[REQUIRED ACTION] Here are some records. Print all of them exactly.

□ □ □ □

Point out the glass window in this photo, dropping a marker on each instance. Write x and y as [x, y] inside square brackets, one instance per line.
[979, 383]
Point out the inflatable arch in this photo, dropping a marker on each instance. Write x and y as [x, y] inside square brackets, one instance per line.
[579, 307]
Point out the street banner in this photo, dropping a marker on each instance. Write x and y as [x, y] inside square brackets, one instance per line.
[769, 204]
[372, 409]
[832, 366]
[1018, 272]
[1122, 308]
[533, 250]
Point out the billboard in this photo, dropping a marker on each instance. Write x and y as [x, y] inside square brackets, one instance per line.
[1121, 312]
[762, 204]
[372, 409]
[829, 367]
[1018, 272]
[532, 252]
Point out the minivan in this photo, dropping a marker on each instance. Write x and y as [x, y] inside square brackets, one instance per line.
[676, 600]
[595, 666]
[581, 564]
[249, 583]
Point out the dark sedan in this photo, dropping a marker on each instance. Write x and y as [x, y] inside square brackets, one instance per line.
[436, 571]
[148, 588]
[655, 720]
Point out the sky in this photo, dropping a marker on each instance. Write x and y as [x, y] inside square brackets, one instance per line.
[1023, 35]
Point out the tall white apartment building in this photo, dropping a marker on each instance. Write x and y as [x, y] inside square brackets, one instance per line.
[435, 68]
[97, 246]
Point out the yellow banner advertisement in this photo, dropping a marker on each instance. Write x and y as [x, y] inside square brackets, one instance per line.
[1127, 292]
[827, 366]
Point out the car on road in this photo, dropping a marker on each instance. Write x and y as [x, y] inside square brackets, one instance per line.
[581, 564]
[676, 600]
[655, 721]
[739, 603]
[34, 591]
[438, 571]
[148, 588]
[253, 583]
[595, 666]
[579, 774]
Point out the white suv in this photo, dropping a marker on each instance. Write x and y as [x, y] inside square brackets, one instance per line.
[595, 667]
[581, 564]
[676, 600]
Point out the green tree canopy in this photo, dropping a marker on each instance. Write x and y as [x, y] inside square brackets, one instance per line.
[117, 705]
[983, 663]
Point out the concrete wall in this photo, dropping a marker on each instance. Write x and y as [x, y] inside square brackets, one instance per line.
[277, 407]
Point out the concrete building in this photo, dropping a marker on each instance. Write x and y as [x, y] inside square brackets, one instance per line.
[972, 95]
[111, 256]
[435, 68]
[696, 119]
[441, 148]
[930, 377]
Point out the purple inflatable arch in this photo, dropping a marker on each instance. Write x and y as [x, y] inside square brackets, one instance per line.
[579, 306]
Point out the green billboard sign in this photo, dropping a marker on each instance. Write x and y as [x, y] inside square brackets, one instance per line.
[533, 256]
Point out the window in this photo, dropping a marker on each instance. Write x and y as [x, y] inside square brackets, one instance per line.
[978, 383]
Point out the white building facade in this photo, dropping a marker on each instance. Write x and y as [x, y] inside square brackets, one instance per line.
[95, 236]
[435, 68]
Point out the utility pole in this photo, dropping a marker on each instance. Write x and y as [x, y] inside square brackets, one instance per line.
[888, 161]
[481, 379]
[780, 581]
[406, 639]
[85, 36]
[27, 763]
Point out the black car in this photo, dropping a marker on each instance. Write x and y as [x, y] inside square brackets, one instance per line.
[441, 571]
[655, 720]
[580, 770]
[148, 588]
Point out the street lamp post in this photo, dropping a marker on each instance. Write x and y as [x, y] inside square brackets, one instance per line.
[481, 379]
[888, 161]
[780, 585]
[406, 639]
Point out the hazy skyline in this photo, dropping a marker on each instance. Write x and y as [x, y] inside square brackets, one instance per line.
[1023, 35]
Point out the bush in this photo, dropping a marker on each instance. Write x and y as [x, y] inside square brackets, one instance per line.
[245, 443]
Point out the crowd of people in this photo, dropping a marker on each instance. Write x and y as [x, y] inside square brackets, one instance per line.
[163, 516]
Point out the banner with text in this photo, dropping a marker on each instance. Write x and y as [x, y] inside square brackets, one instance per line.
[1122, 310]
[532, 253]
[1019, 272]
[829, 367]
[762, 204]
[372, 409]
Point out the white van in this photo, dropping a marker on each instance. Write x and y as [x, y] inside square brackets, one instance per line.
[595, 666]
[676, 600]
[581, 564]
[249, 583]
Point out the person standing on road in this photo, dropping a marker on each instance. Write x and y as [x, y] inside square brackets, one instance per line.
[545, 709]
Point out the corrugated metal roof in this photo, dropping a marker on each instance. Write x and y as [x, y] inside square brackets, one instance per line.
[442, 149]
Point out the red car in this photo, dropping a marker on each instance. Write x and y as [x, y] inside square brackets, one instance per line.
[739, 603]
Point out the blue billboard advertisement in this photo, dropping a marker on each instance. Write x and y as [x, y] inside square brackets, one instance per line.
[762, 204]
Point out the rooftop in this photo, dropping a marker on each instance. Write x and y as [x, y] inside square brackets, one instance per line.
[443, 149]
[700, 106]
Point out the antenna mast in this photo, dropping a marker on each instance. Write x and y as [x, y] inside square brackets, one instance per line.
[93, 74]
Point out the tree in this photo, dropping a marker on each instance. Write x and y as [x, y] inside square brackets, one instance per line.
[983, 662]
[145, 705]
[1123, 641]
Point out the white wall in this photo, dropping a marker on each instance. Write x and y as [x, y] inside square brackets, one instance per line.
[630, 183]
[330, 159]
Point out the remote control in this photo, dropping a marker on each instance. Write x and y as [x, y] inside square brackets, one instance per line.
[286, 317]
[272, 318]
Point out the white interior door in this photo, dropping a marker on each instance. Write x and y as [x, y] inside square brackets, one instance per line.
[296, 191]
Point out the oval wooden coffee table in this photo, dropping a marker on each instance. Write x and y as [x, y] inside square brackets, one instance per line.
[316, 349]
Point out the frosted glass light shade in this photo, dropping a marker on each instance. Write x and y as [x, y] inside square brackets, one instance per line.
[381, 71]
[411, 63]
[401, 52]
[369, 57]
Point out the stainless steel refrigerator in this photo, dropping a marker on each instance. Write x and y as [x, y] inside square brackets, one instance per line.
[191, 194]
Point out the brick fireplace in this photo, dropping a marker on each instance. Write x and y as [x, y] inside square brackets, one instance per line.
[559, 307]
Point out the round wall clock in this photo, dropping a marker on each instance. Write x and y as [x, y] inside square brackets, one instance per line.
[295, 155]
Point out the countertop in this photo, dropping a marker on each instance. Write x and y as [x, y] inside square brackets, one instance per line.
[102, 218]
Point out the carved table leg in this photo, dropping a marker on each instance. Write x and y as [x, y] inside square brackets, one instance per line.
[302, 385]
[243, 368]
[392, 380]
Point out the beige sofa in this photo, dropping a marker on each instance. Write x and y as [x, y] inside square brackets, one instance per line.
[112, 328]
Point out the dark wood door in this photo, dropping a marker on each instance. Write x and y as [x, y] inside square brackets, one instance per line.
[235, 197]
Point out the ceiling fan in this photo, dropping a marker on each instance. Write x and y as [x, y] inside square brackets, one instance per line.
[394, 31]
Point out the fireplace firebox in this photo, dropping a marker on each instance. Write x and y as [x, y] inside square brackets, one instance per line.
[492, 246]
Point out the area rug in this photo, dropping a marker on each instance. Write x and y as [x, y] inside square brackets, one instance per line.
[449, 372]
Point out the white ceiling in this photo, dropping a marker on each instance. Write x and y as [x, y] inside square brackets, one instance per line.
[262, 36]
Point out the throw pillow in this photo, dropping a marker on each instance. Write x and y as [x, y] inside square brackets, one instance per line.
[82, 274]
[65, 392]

□ □ □ □

[PROBLEM SOLUTION]
Point out the glass window in this photo, dropping a marker on each instance. Write x and y as [x, y] inside square brackets, one instance per line.
[979, 383]
Point out the inflatable arch in this photo, dropping a marker on each instance. Write x and y as [x, y] inside square brackets, one instance per line.
[579, 307]
Point out the street banner in this photo, dropping a marker on each instance. Write x and y as [x, y] inside square brackets, one instance per line.
[769, 204]
[372, 409]
[832, 366]
[1018, 272]
[1122, 308]
[533, 250]
Point out the billboard in this photo, dropping a marker on each instance. Write x and y as [x, y] inside square brackets, one instance per line.
[1121, 312]
[762, 204]
[372, 409]
[829, 367]
[1018, 272]
[532, 252]
Point out the minivan in this photo, dropping a marker on each instance. Write x and y as [x, y] inside square brackets, one instance per line.
[676, 600]
[595, 666]
[581, 564]
[249, 583]
Point out the dark sedan in this photo, dropping a marker on each instance. Write x and y as [x, y] inside square brackets, one instance per line.
[436, 571]
[148, 588]
[655, 720]
Point out the sky in this photo, dropping a marker on each instance. Write x and y as [x, y] inside square brackets, one instance per line.
[1023, 35]
Point out the tall white apartment building in this photo, dropping a marker on each instance. Write x and y as [x, y] inside square brackets, one instance per line.
[435, 68]
[97, 246]
Point out the yellow banner advertisement in this photo, dropping a marker on each instance. Write x and y as [x, y] inside square brackets, one instance per line.
[1127, 292]
[827, 366]
Point out the car on road in this photo, dropping a marker on each instance. Write x and y as [x, y] inside square brackets, one instance per line.
[581, 564]
[676, 600]
[655, 721]
[739, 603]
[34, 591]
[438, 571]
[148, 588]
[253, 583]
[595, 666]
[579, 774]
Point out the white suv in this photo, dropping a marker on each instance. Write x and y as [x, y] inside square brackets, one instance per line.
[595, 667]
[581, 564]
[676, 600]
Point out the green tree canopy in this photo, dropping a marker on each instance. Write x and y as [x, y] inside square brackets, one instance per line.
[117, 705]
[983, 663]
Point out the concrete wall in this photo, dropping a marker on each instance. Write x and y as [x, y] inside square brackets, one instance per line.
[277, 407]
Point out the concrete building in this photo, dropping a marker on each instance. Write x and y as [x, y] inside square brackets, one instance per line.
[972, 95]
[111, 256]
[435, 68]
[696, 119]
[441, 148]
[930, 377]
Point out the purple inflatable arch in this photo, dropping a marker on each instance. Write x and y as [x, y] inside square brackets, one instance per line.
[579, 306]
Point out the green billboard sign in this photo, dropping a marker on each instance. Write x and y as [x, y] inside square brackets, one instance per line.
[533, 256]
Point out the window in this photo, dropping a marker on each instance. Write x and y as [x, y] inside square brackets, one instance per line.
[978, 383]
Point out the white building facade in this photo, dropping a marker on each instance. Write x and y as [x, y] inside square brackets, one instance per line.
[95, 236]
[435, 68]
Point out the utility pole in this photo, dropping a marker on each instance. Write x and y as [x, y] inside square brackets, one instance per line.
[888, 161]
[481, 379]
[780, 581]
[406, 639]
[85, 36]
[27, 763]
Point out the black car in this photo, dropping a marker on each instance. Write x and y as [x, y] inside square brackets, one instance per line.
[441, 571]
[655, 720]
[580, 770]
[148, 588]
Point out the street lamp post in this photo, dropping a marker on each instance. Write x and y as [x, y] inside square brackets, one instance per line.
[481, 379]
[888, 161]
[780, 585]
[406, 639]
Point out the hazy skyline in this photo, dropping a marker on each instance. Write x and y as [x, y] inside square brackets, one instance per line.
[1023, 35]
Point out the bush in this photo, dropping a marker on each instance. Write x and y as [x, y] inside square brackets, one instance per line.
[245, 443]
Point out the crowd of people in this photo, dropping a marker on each instance. Write x and y as [x, y] inside square brackets, one instance per line.
[163, 516]
Point out the banner with text in this photo, dropping a marker on each instance. Write x and y as [x, y] inside square brackets, one instance per line.
[1122, 310]
[532, 253]
[1019, 272]
[829, 367]
[762, 204]
[372, 409]
Point out the white van in this photo, dropping a marker on each instance. Write x and y as [x, y] inside square brackets, one instance per line.
[595, 666]
[676, 600]
[581, 564]
[249, 583]
Point out the person standing on road in this photo, dropping a marker on each instance. Write x and y as [x, y] inside square brackets, one instance per line.
[545, 709]
Point out the corrugated metal roof in this photo, dropping a marker on each instance. Write x and y as [x, y] inside square brackets, one instance per line.
[442, 149]
Point out the red car in this photo, dropping a marker on each instance. Write x and y as [x, y] inside square brackets, one instance per line.
[739, 603]
Point out the blue billboard advertisement in this photo, dropping a marker on each instance. Write x and y as [x, y] inside square brackets, one instance per line.
[762, 204]
Point out the rooftop in this photo, dropping a marker on each instance. Write x and y as [x, y] inside square brackets, one instance per line.
[443, 149]
[700, 106]
Point out the antenna mast in this photo, dropping a marker on each instance. Write x and y as [x, y] inside square brackets, one instance per line.
[93, 74]
Point out the tree in this photo, dropping a marker on each instance. Write x and y as [x, y] inside square brackets, one instance per line.
[983, 662]
[145, 705]
[1123, 641]
Point out the white wall in this photo, dropping a marker on each instance. Write x and y as [x, y] inside square brackets, one instance per line.
[630, 183]
[330, 159]
Point out the remote control in this photo, dropping a marker on each instance. Write x and y as [x, y] inside square brackets, one instance per line.
[286, 317]
[272, 318]
Point out the white interior door in this photo, dropping a marker on each instance. Write x and y as [x, y] inside square brackets, one instance per line.
[296, 191]
Point out the oval wooden coffee table in this photo, dropping a marker on each instance. Write x and y as [x, y] inside square brackets, one instance per line.
[316, 349]
Point out the frosted glass light shade in this photo, dropping a marker on each instance. Write x and y as [x, y] inside square brackets, one instance per line.
[381, 71]
[411, 63]
[401, 52]
[369, 57]
Point out the stainless steel refrigerator in this photo, dropping a marker on each instance. Write x and y as [x, y] inside square brackets, one instance per line.
[191, 194]
Point out the brick fireplace in this photo, dropping a marker on each instance. Write x and y as [x, y] inside square brackets, one instance per line.
[559, 307]
Point out the round wall clock in this photo, dropping a marker on each instance. Write x and y as [x, y] inside square brackets, one instance per line.
[295, 155]
Point out the countertop in this photo, dropping a marker on each instance. Write x and y as [x, y] inside square brackets, one instance per line.
[102, 218]
Point out the carved table leg in this photo, dropping a marker on each instance. Write x and y as [x, y] inside square brackets, one instance per line.
[302, 385]
[243, 368]
[392, 380]
Point out the beige sofa in this photo, dropping a marker on each instance. Write x and y as [x, y] inside square brackets, one instance per line.
[112, 328]
Point out the dark wood door in this photo, dropping a marker on each instance. Write x and y as [x, y] inside square brackets, one instance per line.
[235, 197]
Point out the ceiling fan in this photo, dropping a marker on each instance. Write x and y as [x, y] inside square brackets, one instance per line.
[394, 31]
Point out the fireplace firebox in this photo, dropping a marker on each instance. Write x and y as [x, y] inside square brackets, one instance per line.
[492, 246]
Point out the area rug in this photo, dropping a marker on each instance. Write x and y as [x, y] inside square brackets, one instance per line.
[449, 372]
Point out the white ceiling in this photo, dropping a marker on each instance. Write x and y as [x, y] inside square brackets, one instance per line.
[262, 36]
Point out the throw pillow in this photo, dropping a marker on each instance. Write x and y as [x, y] inside square brackets, one instance per line.
[82, 274]
[65, 392]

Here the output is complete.